**WRITTEN PROBLEM:**
Lay out the data from its first line up to and including the line with "[[130,31],[205,165],[262,43]]" as a Markdown table with the columns Row and Line, skipping blank lines. Leave the pictures out of the answer.

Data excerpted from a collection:

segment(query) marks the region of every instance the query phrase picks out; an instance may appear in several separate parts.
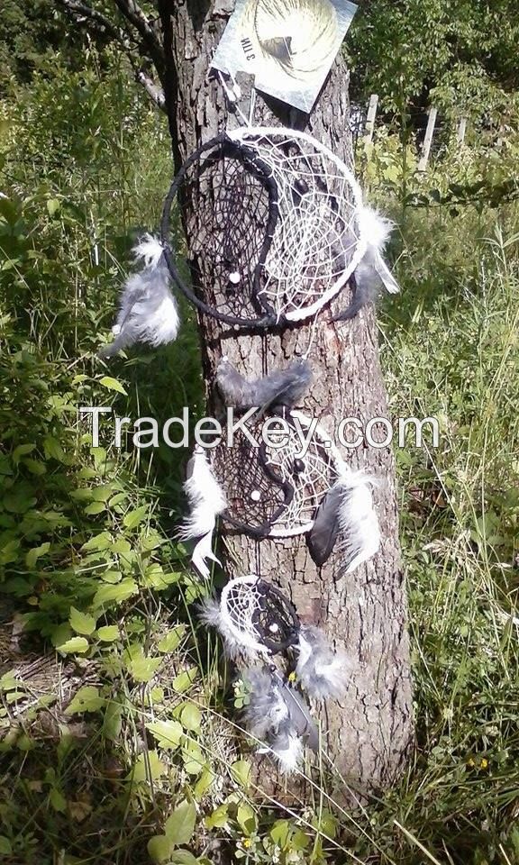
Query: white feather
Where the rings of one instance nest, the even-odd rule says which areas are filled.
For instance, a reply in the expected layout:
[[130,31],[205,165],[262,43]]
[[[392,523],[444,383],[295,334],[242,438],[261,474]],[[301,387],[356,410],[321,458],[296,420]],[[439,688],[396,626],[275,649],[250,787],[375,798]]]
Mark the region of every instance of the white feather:
[[303,740],[300,736],[288,736],[288,740],[276,739],[270,749],[285,775],[296,771],[303,760]]
[[346,691],[351,669],[343,651],[333,651],[319,628],[303,625],[299,632],[296,674],[315,699],[338,698]]
[[209,559],[211,561],[216,562],[217,565],[222,567],[222,562],[213,552],[213,531],[208,532],[207,534],[205,534],[203,538],[200,538],[198,543],[196,544],[191,556],[191,561],[193,562],[196,570],[202,574],[204,579],[209,579],[209,577],[211,576],[211,571],[209,570],[208,566],[205,564],[207,559]]
[[160,241],[152,234],[145,234],[133,247],[133,258],[136,261],[142,259],[145,268],[158,268],[163,253]]
[[214,528],[218,514],[225,510],[227,503],[213,469],[199,445],[187,463],[187,479],[184,492],[189,502],[190,514],[178,532],[182,541],[198,538]]
[[340,482],[344,487],[338,514],[340,544],[348,574],[375,555],[380,544],[380,529],[369,488],[373,478],[359,471],[346,474]]
[[100,351],[102,357],[112,357],[136,342],[156,348],[177,338],[180,319],[162,252],[159,241],[150,234],[134,247],[134,257],[142,260],[143,268],[123,286],[117,321],[112,328],[115,340]]
[[400,291],[398,283],[382,257],[395,223],[367,206],[360,208],[357,219],[360,237],[365,238],[368,243],[366,254],[356,270],[359,280],[369,283],[370,273],[375,271],[389,294],[397,294]]
[[225,510],[227,503],[218,481],[213,474],[204,449],[196,446],[195,453],[187,464],[187,479],[184,484],[184,492],[189,502],[187,516],[177,533],[181,541],[200,538],[193,551],[191,561],[202,576],[208,579],[209,568],[207,559],[220,560],[213,552],[213,533],[216,525],[216,517]]
[[232,660],[239,657],[246,657],[250,660],[256,660],[257,653],[250,651],[248,646],[244,646],[229,628],[227,618],[223,615],[220,605],[214,598],[205,598],[202,601],[198,608],[198,618],[205,624],[216,628],[223,640],[223,647],[228,658]]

**WRITTEN ANSWER:**
| Row | Line |
|---|---|
| 1 | segment(query) marks the region of every instance the query phrase picks out; an instance may appear in several separate parts. |
| 2 | Query: white feather |
| 3 | Where the rings of one instance nest, the even-odd rule says which areas are filled. |
| 4 | For instance, a reply in the expected layout: |
| 5 | [[130,31],[205,165],[262,43]] |